§ **EXERCISE PROMPT**
Copy out the entries exactly, and wherever a picture appears, leave it out.

- - -

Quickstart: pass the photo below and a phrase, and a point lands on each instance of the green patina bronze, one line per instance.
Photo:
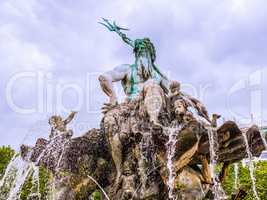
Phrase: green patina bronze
(141, 47)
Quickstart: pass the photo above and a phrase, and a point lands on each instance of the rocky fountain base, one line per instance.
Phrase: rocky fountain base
(171, 162)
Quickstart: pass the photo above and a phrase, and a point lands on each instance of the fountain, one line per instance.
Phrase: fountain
(251, 166)
(132, 155)
(170, 146)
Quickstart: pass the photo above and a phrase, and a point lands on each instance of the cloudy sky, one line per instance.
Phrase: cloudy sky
(51, 52)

- - -

§ **PROBLEM SOLUTION**
Quickstart: pass the photo below and a phrase, and a point lands on each instance of the green patina bronze, one line per instance.
Photo:
Phrase: green patina bronze
(141, 47)
Quickstart: pass the photo above and a phrase, and a point lands on each instance of the rocky fountain base, one line per instance.
Phrase: rocky fountain base
(171, 162)
Quickstart: pass the photo above and a phrase, and a point lands on each instance of the fountain, one line per instance.
Phrase: fountain
(251, 166)
(132, 155)
(170, 146)
Quickstart: pass the photo above and a phrase, and a point lands on each instance of the cloudy sky, one line per instance.
Phrase: cloudy sky
(51, 52)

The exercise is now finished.